◆ **HOW TO COMPLETE THIS TASK**:
Would you return exactly the lines below from the line with "Target: spire" through the line with "Each instance of the tire", both included, and nothing else, leaving out the pictures?

◆ **Dataset entries**:
************
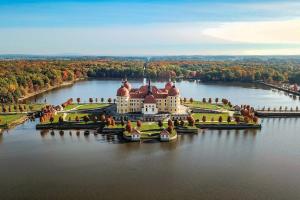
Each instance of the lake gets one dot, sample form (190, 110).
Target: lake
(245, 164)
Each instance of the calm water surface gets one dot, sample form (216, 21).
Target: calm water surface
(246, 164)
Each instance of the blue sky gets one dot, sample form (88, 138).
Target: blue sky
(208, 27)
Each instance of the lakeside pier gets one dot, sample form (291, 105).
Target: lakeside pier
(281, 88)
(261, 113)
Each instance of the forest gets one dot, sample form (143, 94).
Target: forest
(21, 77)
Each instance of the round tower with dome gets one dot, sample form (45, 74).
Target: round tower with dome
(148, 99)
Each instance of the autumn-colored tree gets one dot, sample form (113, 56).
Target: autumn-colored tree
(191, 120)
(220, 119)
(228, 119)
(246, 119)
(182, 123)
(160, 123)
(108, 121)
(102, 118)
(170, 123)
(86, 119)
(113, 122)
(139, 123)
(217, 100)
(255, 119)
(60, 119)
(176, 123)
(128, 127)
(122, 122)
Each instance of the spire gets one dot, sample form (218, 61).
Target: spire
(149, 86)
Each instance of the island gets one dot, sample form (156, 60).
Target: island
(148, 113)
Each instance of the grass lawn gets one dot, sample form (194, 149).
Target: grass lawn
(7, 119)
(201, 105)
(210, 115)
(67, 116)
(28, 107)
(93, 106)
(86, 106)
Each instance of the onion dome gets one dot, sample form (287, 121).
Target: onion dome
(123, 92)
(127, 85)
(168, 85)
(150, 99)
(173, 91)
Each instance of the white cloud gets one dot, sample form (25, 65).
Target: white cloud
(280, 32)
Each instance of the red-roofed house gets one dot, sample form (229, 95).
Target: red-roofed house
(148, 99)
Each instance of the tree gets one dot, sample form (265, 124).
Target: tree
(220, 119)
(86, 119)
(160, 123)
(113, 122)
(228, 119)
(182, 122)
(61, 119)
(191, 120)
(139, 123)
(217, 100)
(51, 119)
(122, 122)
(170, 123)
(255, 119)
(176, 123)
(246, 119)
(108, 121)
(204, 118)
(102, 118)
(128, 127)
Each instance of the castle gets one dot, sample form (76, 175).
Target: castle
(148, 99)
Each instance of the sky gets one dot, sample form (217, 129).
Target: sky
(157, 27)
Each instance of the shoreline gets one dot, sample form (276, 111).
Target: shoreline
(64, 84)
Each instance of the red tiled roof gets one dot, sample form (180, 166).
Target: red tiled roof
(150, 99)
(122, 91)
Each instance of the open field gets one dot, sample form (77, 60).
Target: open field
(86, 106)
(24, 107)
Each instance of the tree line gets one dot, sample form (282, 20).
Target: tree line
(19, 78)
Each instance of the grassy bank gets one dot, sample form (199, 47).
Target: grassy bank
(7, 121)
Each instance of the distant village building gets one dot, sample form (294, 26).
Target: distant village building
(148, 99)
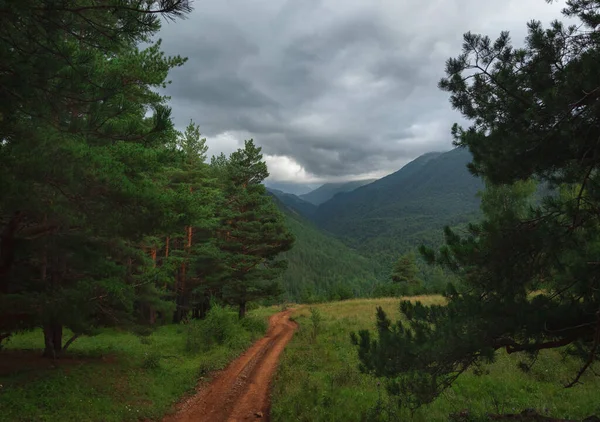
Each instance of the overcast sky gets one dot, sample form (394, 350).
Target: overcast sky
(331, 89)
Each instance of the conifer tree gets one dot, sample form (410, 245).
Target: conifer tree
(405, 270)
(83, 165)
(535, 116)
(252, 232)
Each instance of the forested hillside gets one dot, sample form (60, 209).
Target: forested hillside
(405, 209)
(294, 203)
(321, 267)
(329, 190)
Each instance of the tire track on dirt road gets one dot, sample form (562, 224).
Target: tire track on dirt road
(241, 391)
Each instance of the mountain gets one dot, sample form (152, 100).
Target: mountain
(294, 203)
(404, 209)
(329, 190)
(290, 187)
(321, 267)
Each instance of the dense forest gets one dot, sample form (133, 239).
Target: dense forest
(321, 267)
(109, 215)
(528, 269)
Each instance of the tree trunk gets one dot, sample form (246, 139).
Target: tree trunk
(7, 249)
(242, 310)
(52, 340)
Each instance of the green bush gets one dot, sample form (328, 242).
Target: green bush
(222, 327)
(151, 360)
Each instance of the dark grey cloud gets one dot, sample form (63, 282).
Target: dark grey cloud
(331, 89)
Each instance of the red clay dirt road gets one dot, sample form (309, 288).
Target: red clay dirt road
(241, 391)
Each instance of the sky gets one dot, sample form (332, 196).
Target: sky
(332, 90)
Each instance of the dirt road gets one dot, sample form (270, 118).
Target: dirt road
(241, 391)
************
◆ **REPLY TO THE TASK**:
Target: spire
(149, 86)
Each instance of the island gets one dot, sample form (156, 60).
Target: island
(148, 113)
Each instance of the grass lawn gets one dot, sample form (194, 149).
Target: grass lawn
(7, 119)
(201, 105)
(210, 115)
(67, 116)
(28, 107)
(93, 106)
(86, 106)
Each instance of the onion dome gets one dot, sample form (287, 121).
Target: onion dome
(123, 92)
(127, 85)
(168, 85)
(150, 99)
(173, 91)
Each instance of the white cloud gets one dot, sample form (25, 65).
Target: white cloud
(280, 32)
Each instance of the red-roofed house gets one dot, sample form (229, 95).
Target: red-roofed house
(148, 99)
Each instance of the tree gets one dot, sample form (265, 124).
Target: tree
(220, 119)
(86, 119)
(160, 123)
(113, 122)
(228, 119)
(182, 122)
(61, 119)
(191, 120)
(139, 123)
(217, 100)
(51, 119)
(122, 122)
(170, 123)
(255, 119)
(176, 123)
(246, 119)
(108, 121)
(204, 118)
(102, 118)
(128, 127)
Each instance of the castle gets one dot, sample form (76, 175).
Target: castle
(148, 99)
Each instance of the sky gets one dot, sample form (217, 129).
Target: sky
(157, 27)
Each instance of the shoreline gets one dot, sample form (276, 111).
Target: shoreline
(64, 84)
Each instance of the red tiled roof gets one dot, sample form (180, 166).
Target: red tiled roof
(150, 99)
(122, 91)
Each instance of the open field gets one dot, sample form (77, 60).
Target: open field
(86, 106)
(24, 107)
Each instance of the tree line gets one dot, sample form (282, 20).
Target: tree line
(19, 78)
Each instance of the grassy bank gets one dot, sample form (199, 47).
Target: grassy bank
(7, 121)
Each instance of the distant village building gets one dot, sample form (294, 26).
Target: distant village building
(148, 99)
Each instance of the overcast sky gets one dot, sample form (394, 350).
Target: overcast sky
(331, 89)
Each instance of the conifer tree gets one dot, sample form (410, 245).
Target: conifer tree
(405, 270)
(83, 165)
(535, 116)
(252, 232)
Each instance of the forested hillside gets one dot, sample form (60, 209).
Target: forested hillside
(405, 209)
(294, 203)
(321, 267)
(329, 190)
Each instance of the tire track on dirt road gets one dot, sample form (562, 224).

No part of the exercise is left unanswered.